## Text provided:
Leftie here, although ambidextrous too. I feel like a decent driver, with respects to car control, choosing a driving style, and defensive driving as well. I've been told by a friend before that I "have a knack," but there's a lot to be said for knowing your roads and anticipating danger constantly while driving...

I agree that most people are careless drivers, and i'm guilty of my share as well. Is it just me or is it easier to drive well on curvy back roads as opposed to driving on the highway? Perhaps it's easier to pay attention when there's more to stay focused on...


----------



## ProRail (May 31, 2006)

JackalopeZX3 said:


> "When I drive, I focus on driving: no eating, drinking, reading, texting or talking on the phone" I agree, it's not a left handed thing but rather "good ole' common sense!" I'm only saying that the majority of lefties are able to think and react faster than the average right hander. Since they have the advantage (again, not all of them) of using both sides of the brain. Compare it to a computer today to one made 5 years ago. Google some of the best race car drivers of all time. You'll see they are lefties. Can a right hander come along and do better than all of them? Sure! This is just general majority statistics.
> 
> Thanks ProRail! Tell me what you hear friends etc. say about the way you drive. I can probably already guess. LOL


Everybody remarks that I drive very smoothly, except my son, who thinks I drive like an old lady. Maybe he'll come around in a few years.


----------



## JackalopeZX3 (Dec 13, 2009)

That's good. (cept the ol'e lady part) Friends say I drive to crazy. Never starting out that way, after 37 miles to work I'm so wound up by numerous encounters with idiots, I drive faster to focus more and take my mine off all the dumb things I see. (and to put distance between myself and them) In almost 40 years of driving I've never had an crash (prefer to call them that as accidents are wrecks that can not be avoided ie. a deer running out in front of a car.) Crashes are caused by drivers not paying attention. In the last 2 years I've been hit 3X! All 3 times by drivers just driving straight into me from the side! They were ticketed and their insurance paid. $18,000 damage to my X3 3 weeks after getting it. A kid with no lights on at dawn, not signaling, oncoming and turning left into me (I was sitting 3 back of a red light). Facebooked as a "party guy". Didn't want it totaled because I couldn't replace it since it's a stick. Which brings me to just plain laziness of drivers today. When to look at the new X3's and was stocked that I could not even ORDER a manual! Guess I'll keep my X3 till I can't drive anymore. Guess people need a free hand for that Blackberry stead of a stick. Car makers could save alot by just adding signals as an option also!


----------



## Searaven98 (May 12, 2011)

I just read this in the news:

More than one-third of college students use mobile phone applications while driving, according to a new study. Some students even continue the dangerous practice after being in auto accidents while using mobile apps. 

After surveying 93 college students who own a smartphone and use Internet-based applications on it at least four or more times per week, researchers from the University of Alabama at Birmingham found that 10 percent of the students "often," "almost always" or "always" use mobile apps while driving, while one-third indicated they "sometimes" use the apps while driving. 


Now some comments about this:


----------



## Searaven98 (May 12, 2011)

## Data excerpts:
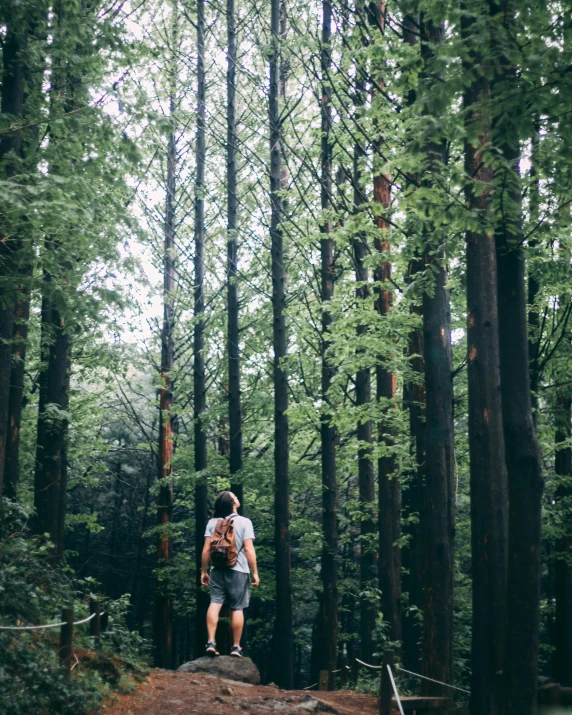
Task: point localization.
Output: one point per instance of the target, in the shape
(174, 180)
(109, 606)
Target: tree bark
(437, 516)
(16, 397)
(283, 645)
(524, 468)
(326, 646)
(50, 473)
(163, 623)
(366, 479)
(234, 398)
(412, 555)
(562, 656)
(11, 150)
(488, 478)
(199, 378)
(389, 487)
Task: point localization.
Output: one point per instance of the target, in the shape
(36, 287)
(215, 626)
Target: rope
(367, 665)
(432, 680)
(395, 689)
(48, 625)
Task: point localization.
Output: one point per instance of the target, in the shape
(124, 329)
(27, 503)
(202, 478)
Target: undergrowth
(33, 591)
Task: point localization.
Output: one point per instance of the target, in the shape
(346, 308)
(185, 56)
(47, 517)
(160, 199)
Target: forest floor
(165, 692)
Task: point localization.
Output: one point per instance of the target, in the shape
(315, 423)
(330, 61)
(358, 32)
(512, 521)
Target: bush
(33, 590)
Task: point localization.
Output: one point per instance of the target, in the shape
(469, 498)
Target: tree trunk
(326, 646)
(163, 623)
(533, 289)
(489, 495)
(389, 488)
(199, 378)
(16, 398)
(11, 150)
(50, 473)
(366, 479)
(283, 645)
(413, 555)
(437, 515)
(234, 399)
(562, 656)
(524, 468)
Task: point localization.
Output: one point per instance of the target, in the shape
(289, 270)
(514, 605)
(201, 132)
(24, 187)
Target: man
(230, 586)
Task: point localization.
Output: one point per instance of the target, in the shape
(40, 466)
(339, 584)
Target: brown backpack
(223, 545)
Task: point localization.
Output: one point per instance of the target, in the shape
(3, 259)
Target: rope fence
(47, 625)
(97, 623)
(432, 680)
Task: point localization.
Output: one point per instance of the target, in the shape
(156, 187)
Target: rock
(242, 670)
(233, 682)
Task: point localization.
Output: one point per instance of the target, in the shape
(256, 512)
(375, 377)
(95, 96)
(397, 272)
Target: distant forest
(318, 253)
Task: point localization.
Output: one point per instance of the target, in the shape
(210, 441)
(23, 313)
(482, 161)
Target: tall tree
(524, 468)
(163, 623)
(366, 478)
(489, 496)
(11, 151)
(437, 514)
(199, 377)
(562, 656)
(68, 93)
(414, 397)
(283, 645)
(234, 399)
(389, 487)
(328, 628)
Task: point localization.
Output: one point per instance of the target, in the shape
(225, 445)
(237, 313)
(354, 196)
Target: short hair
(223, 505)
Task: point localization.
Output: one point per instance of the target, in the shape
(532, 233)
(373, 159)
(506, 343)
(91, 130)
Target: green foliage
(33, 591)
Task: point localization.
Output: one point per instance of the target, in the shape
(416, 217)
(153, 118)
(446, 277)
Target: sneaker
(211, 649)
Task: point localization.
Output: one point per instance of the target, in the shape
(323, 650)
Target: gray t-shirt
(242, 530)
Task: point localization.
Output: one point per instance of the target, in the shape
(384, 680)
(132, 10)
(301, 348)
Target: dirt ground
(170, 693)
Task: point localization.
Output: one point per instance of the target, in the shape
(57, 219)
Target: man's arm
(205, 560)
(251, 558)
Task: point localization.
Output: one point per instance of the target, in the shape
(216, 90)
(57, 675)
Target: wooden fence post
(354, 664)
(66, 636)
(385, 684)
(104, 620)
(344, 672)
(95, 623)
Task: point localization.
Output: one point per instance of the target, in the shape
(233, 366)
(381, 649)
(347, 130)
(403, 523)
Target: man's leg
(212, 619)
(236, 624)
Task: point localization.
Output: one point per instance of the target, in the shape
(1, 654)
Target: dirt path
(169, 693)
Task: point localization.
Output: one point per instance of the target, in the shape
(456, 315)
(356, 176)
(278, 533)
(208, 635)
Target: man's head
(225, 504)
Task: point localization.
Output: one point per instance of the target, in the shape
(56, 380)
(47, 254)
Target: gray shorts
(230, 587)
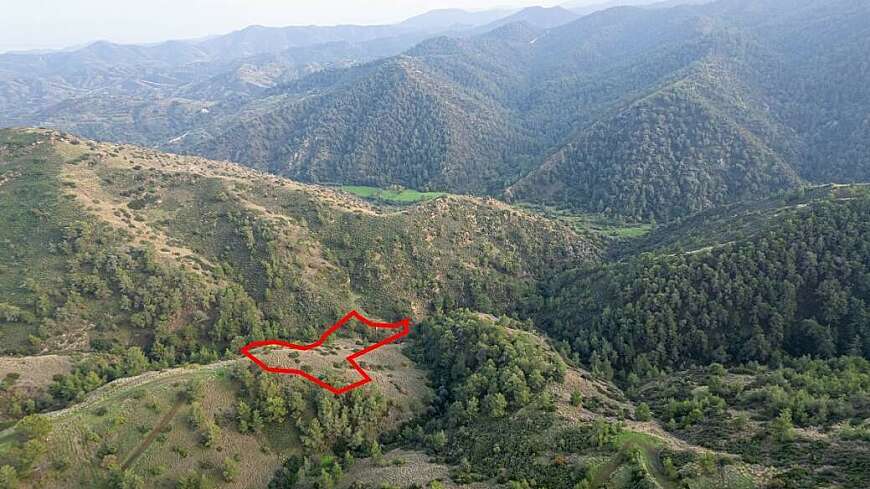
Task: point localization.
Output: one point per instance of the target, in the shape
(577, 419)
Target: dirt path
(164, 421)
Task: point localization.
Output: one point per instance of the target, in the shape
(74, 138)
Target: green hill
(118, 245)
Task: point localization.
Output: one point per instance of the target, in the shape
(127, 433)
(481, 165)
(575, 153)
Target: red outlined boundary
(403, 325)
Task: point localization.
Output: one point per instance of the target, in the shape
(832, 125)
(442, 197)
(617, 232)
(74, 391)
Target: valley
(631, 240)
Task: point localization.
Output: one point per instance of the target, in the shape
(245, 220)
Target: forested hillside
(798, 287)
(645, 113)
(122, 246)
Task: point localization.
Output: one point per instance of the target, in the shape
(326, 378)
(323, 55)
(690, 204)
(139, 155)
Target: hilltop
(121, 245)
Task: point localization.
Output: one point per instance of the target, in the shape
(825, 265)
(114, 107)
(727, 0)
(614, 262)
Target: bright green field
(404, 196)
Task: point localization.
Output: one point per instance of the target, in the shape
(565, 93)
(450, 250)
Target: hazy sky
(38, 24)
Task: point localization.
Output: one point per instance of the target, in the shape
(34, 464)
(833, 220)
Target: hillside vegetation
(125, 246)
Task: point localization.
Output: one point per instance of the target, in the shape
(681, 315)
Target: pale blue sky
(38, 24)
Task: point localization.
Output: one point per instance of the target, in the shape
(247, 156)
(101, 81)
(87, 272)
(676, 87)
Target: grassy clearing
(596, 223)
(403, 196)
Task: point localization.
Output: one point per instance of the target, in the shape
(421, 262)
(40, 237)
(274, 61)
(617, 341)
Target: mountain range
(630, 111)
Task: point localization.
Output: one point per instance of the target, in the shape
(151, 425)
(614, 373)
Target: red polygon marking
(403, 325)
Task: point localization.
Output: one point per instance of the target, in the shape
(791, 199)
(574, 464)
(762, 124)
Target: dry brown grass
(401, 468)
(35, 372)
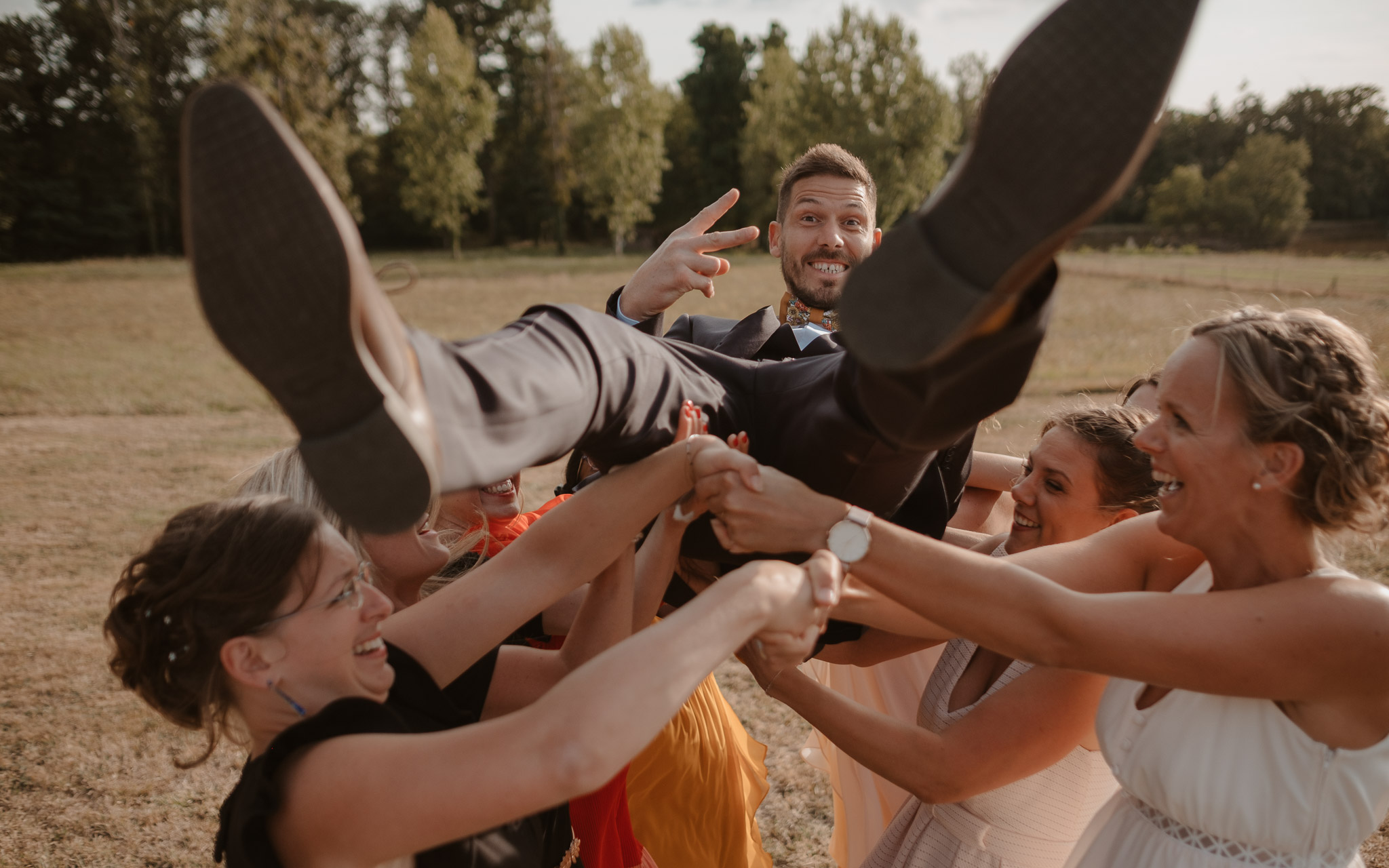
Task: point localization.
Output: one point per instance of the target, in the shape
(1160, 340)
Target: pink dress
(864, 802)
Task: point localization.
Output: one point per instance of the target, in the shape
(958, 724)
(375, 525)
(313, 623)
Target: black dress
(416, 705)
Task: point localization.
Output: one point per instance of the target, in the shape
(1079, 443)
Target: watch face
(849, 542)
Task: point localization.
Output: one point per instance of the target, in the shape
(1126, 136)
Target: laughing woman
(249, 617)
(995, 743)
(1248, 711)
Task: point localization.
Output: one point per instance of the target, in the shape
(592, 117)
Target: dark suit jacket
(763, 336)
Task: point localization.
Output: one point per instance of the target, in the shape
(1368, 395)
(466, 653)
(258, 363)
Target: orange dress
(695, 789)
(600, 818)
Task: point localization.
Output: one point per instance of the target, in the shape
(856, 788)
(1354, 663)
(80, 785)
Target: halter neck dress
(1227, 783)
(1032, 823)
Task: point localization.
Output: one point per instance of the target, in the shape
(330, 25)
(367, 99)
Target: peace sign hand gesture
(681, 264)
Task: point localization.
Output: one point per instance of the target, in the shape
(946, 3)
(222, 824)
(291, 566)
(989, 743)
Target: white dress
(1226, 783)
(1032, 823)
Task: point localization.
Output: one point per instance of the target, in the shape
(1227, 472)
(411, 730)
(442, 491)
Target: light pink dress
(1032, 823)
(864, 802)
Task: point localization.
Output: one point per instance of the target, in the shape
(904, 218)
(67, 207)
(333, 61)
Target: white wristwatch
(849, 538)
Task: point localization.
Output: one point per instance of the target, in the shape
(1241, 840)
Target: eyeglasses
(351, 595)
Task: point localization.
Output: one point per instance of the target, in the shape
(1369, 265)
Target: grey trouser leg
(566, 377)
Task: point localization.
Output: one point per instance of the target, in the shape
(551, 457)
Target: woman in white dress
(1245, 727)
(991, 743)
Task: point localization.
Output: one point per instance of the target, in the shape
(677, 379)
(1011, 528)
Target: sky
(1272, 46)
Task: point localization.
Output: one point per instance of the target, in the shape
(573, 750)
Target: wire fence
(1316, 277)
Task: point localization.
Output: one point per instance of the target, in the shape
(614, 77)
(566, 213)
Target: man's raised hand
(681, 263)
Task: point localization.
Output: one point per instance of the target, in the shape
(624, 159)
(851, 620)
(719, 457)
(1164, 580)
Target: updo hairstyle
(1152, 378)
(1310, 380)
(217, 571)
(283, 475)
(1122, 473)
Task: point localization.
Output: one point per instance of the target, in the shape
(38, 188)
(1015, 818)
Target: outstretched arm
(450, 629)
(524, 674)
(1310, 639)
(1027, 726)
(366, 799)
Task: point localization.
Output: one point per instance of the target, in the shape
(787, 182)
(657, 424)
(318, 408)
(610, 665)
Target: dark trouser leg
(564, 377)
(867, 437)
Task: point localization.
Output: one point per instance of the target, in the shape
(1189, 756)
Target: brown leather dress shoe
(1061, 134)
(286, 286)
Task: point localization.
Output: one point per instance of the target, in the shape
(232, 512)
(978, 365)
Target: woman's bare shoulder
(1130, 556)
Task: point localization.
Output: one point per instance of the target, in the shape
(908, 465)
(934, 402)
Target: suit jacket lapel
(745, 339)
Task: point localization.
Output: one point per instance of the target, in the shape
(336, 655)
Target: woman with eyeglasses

## Work to complete:
**A)** In the forum thread on driving, translate this sentence into Spanish: "Everybody remarks that I drive very smoothly, except my son, who thinks I drive like an old lady."
**B)** Output the part of the forum thread on driving that starts at the words "Leftie here, although" and stops after "constantly while driving...".
The records are not used here.

## Responses by item number:
**A)** Todo el mundo comenta que conduzco con mucha suavidad, excepto mi hijo, que piensa que conduzco como una anciana.

**B)**
Leftie here, although ambidextrous too. I feel like a decent driver, with respects to car control, choosing a driving style, and defensive driving as well. I've been told by a friend before that I "have a knack," but there's a lot to be said for knowing your roads and anticipating danger constantly while driving...